### INPUT FOR THIS TASK

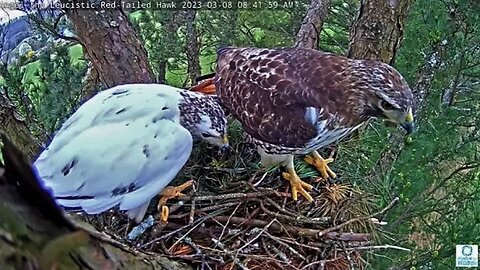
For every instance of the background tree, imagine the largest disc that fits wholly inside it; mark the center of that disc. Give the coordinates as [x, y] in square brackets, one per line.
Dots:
[114, 48]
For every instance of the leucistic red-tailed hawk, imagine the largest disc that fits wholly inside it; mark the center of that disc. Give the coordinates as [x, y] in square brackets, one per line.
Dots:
[123, 146]
[293, 101]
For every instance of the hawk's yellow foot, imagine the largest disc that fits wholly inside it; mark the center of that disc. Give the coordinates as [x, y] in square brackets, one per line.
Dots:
[297, 185]
[321, 164]
[167, 193]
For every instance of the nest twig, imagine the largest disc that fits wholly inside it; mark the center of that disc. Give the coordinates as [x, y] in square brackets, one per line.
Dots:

### EXERCISE GOAL
Repeat the listing word for word. Leave images out.

### EXERCISE RESULT
For every instance of the background tree, imagine the largest disc that fits wholly inside it; mark the center of that disc. Give the coordinates as [x, y] in square brackets, one per line.
Dots:
[114, 48]
For every instance of the leucistic red-tailed hawk, imagine the largest disc that fits wholly inside it; mark the center of that disc. Give the coordinates as [x, y] in square brackets, one per line.
Dots:
[123, 146]
[293, 101]
For every instance of the hawk's yellow foot, imagine the largest disc that fits wholly inside it; mark the center of that disc. Give the coordinates as [x, y] in square brackets, one per line.
Dots:
[297, 185]
[321, 164]
[167, 193]
For every instance of the nest twig, imagine the largest disc that fits wholly inside it; mark the center of that disc. Give the coordinates as [x, y] in square brackets, one per line.
Dots:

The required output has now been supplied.